Point annotations for photos:

########

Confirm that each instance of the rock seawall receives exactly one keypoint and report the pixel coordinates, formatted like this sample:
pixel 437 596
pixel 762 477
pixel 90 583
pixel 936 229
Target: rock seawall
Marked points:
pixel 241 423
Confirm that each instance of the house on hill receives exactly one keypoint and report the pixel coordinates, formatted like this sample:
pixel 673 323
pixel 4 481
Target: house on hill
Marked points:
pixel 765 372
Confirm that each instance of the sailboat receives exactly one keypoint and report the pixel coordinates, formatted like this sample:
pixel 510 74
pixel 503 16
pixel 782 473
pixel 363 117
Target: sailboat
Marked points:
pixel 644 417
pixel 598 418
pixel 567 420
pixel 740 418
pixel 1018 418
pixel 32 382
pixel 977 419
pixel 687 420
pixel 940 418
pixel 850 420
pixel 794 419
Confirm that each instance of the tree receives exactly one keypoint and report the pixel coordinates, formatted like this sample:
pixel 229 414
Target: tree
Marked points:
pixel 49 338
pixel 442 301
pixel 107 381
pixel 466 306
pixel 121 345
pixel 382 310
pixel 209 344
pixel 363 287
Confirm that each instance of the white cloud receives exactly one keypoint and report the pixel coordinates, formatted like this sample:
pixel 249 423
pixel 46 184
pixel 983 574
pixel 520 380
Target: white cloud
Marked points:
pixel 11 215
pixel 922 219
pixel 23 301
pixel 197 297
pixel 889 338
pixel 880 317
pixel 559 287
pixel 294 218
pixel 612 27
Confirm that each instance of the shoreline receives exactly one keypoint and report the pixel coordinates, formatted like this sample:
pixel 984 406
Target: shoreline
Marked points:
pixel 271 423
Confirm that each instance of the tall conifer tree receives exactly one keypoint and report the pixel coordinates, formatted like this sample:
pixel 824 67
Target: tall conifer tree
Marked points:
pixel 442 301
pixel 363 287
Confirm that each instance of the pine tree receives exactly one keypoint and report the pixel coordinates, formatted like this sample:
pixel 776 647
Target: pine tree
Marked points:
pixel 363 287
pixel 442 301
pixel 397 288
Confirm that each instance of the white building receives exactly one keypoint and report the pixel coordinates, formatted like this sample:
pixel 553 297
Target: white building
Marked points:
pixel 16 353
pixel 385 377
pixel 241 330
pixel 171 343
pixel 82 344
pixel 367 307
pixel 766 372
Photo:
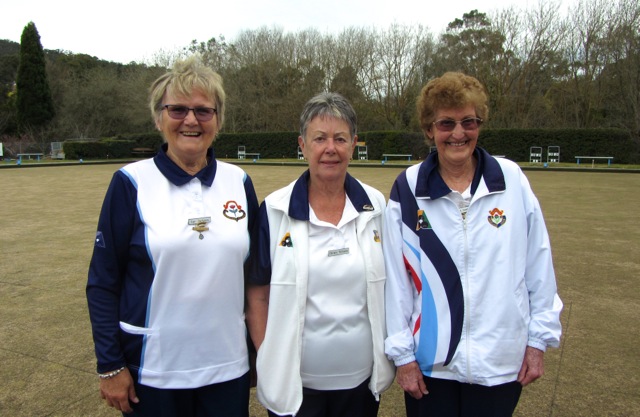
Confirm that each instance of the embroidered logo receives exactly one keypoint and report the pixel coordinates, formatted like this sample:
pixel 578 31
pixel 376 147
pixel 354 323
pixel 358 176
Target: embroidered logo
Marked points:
pixel 233 211
pixel 423 222
pixel 100 240
pixel 286 241
pixel 497 218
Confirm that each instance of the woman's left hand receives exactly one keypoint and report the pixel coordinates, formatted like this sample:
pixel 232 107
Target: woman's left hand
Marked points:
pixel 532 366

########

Required task: Copy out all of the material above word for word, omitting the pictures.

Exercise solution:
Confirm that each instance of the rock seawall receives exactly one keypoint and report the pixel coordinates, formatted like this sample:
pixel 437 596
pixel 762 477
pixel 90 583
pixel 936 229
Target: rock seawall
Marked points:
pixel 241 423
Confirm that each instance of the house on hill receives exactly one keypoint and report the pixel coordinates, formatted like this sample:
pixel 673 323
pixel 4 481
Target: house on hill
Marked points:
pixel 765 372
Confirm that each instance of the sailboat receives exactly one keypoint and report the pixel coordinates, formatted like this sample:
pixel 510 74
pixel 503 16
pixel 782 473
pixel 363 117
Target: sailboat
Marked points:
pixel 644 417
pixel 598 418
pixel 567 420
pixel 740 418
pixel 1018 418
pixel 32 382
pixel 977 419
pixel 687 420
pixel 940 418
pixel 850 420
pixel 794 419
Confirm that each instance of the tree receives exactly one keypoint and report the pixel coordinates, formatted like this sample:
pixel 229 414
Target: tree
Marked points:
pixel 49 338
pixel 442 301
pixel 107 381
pixel 466 306
pixel 121 345
pixel 382 310
pixel 209 344
pixel 363 287
Confirm that each instance of the white cloud receives exactly one keypoint and report the pixel coordinates, formatted like this sample:
pixel 249 423
pixel 46 184
pixel 983 574
pixel 520 380
Target: white cloud
Marked points:
pixel 11 215
pixel 922 219
pixel 23 301
pixel 197 297
pixel 889 338
pixel 880 317
pixel 559 287
pixel 294 218
pixel 612 27
Confirm that each instance of the shoreline receives exactly one keypoint and report the pixel coordinates, formatted like this sample:
pixel 984 406
Target: shoreline
Marked points:
pixel 271 423
Confirm that each instance of the tall conifer tree receives exactly one keypoint and report the pixel coordinates, formatted like this sample:
pixel 824 67
Target: tall conifer tree
Marked points:
pixel 442 301
pixel 363 287
Confirm that each instance of the pine tree receives exactly one keypoint and report the pixel coordinates, formatted like this sample:
pixel 776 647
Target: pine tree
Marked points:
pixel 363 287
pixel 442 301
pixel 397 288
Confirm that each instance of the white building receives exactly one keypoint and report the pixel coordinates, formatted like this sample:
pixel 553 297
Target: white building
Marked points:
pixel 16 353
pixel 385 377
pixel 241 330
pixel 171 343
pixel 82 344
pixel 367 307
pixel 766 372
Photo:
Confirm that each instance of the embroidered logo receives exactly one keypoint and report the pixel coordinates, formatted like this sample:
pixel 578 31
pixel 376 147
pixel 354 323
pixel 358 176
Target: embroidered logo
Marked points:
pixel 233 211
pixel 423 222
pixel 100 240
pixel 286 241
pixel 497 218
Confirm that each instance of the woman's left hand receives exactly one keypoint and report the pixel coordinates, formatted like this sample:
pixel 232 107
Target: woman's left hand
Marked points:
pixel 532 366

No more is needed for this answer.